To handle that (specifically for upstart), recommend that r do:

if (!pid) {

      request_reclassify(cgroup, getpid());
      do_execve();
    }
. alternatively, the daemon could, if kernel is new enough, setns to
  the requestor's namespaces to execute a command in a new cgroup.
  The new command would be daemonized to that pid namespaces' pid 1.

Types of requests:

r requests creating cgroup A'/A

. lmctfy/cli/commands/create.cc

  . Verify that UID(r) mapped to 0 in r's userns
  . R=cgroup_of(r)
  . Verify that UID(R) is mapped into r's userns
  . Create R/A'/A
  . chown R/A'/A to UID(r)
* r requests to move task x to cgroup A.
  . lmctfy/cli/commands/enter.cc
  . r must send PID(x) as ancillary message
  . Verify that UID(r) mapped to 0 in r's userns, and UID(x) is mapped into
    that userns
    (is it safe to allow if UID(x) == UID(r))?
  . R=cgroup_of(r)
  . Verify that R/A is owned by UID(r) or UID(x)?  (not sure that's needed)
  . echo PID(x) >> /R/A/tasks
* r requests chown of cgroup A to uid X
  . X is passed in ancillary message
    * ensures it is valid in r's userns
    * maps the userid to host for us
  . Verify that UID(r) mapped to 0 in r's userns
  . R=cgroup_of(r)
  . Chown R/A to X
* r requests cgroup A's 'property=value'
  . Verify that either
    * A != ''
    * UID(r) == 0 on host
    In other words, r in a userns may not set root cgroup settings.
  . Verify that UID(r) mapped to 0 in r's userns
  . R=cgroup_of(r)
  . Set property=value for R/A
    * Expect kernel to guarantee hierarchical constraints
* r requests deletion of cgroup A
  . lmctfy/cli/commands/destroy.cc (without -f)
  . same requirements as setting 'property=value'
* r requests purge of cgroup A
  . lmctfy/cli/commands/destroy.cc (with -f)
  . same requirements as setting 'property=value'

Long-term we will want the cgroup manager to become more intelligent - to place its own limits on clients, to address cpu and device hotplug, etc. Since we will not be doing that in the first prototype, the daemon will not keep any state about the clients.

▸ **WORK INSTRUCTIONS**:
1 > From the cgroup manager notes, print the passage starting at "request_reclassify(cgroup, getpid());" and ending at "namespaces' pid 1.", word for word.
2 > For each statement below, answer yes or no based on the cgroup manager notes, and quote the words that decide it. (a) When a chown of cgroup A is requested, the target uid is passed in an ancillary message. (b) A request to delete cgroup A carries different requirements from a request to set 'property=value'. (c) In the first prototype, the daemon will keep state about its clients.

[Collected data]
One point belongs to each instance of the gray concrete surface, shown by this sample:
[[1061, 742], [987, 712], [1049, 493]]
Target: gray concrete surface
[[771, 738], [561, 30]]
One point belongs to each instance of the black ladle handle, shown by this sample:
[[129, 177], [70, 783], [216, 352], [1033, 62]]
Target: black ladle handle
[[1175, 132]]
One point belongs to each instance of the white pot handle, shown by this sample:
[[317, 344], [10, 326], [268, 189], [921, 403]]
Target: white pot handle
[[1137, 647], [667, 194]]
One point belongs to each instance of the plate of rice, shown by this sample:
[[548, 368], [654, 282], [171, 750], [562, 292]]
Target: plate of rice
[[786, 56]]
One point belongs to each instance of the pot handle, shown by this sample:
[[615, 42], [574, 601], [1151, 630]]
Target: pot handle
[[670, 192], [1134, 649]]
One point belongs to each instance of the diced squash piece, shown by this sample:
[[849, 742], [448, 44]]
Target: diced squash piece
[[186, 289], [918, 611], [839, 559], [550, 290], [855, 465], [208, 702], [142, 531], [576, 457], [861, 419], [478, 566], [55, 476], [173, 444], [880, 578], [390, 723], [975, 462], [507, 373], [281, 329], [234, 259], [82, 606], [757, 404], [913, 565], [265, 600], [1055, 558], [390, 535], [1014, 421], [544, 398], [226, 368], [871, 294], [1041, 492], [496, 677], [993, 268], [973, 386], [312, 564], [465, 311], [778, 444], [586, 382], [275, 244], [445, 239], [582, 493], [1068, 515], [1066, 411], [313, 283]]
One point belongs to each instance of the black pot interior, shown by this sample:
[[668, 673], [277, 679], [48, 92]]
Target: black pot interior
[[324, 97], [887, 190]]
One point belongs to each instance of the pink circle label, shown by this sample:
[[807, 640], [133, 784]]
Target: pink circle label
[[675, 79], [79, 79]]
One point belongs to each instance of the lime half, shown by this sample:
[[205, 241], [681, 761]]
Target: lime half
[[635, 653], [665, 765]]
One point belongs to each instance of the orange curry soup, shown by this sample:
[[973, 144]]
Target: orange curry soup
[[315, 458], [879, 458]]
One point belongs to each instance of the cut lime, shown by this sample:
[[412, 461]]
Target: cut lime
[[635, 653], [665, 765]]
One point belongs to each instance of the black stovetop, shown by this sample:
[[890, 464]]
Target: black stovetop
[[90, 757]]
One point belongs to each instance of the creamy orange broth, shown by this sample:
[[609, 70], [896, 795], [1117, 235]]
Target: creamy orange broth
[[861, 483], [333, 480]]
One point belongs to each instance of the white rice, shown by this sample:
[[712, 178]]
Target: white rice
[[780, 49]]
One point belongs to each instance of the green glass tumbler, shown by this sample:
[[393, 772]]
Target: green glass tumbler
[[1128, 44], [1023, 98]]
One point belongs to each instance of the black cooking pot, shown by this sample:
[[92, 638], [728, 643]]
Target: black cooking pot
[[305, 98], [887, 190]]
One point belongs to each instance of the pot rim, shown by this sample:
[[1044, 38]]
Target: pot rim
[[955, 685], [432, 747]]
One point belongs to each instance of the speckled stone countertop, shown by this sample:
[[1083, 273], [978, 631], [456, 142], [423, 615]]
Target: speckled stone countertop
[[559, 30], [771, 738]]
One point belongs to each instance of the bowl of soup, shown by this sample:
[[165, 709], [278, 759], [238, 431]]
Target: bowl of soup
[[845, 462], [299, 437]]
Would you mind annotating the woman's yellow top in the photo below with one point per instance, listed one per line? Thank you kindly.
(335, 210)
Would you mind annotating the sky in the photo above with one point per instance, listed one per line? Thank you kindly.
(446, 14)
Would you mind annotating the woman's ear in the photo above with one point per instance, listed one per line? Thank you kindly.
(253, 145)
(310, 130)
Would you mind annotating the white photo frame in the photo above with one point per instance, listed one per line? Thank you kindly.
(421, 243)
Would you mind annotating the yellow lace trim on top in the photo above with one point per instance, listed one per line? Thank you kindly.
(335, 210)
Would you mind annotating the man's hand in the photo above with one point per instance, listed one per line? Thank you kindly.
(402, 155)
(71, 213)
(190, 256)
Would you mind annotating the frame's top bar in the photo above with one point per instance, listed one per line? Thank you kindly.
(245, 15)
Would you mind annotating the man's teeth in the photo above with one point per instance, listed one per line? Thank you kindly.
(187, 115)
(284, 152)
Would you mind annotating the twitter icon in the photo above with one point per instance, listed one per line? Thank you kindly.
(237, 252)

▸ **TASK-BY-TASK OUTPUTS**:
1 >
request_reclassify(cgroup, getpid());
      do_execve();
    }
. alternatively, the daemon could, if kernel is new enough, setns to
  the requestor's namespaces to execute a command in a new cgroup.
  The new command would be daemonized to that pid namespaces' pid 1.

2 >
(a) Yes: "X is passed in ancillary message"
(b) No: "same requirements as setting 'property=value'"
(c) No: "the daemon will not keep any state about the clients."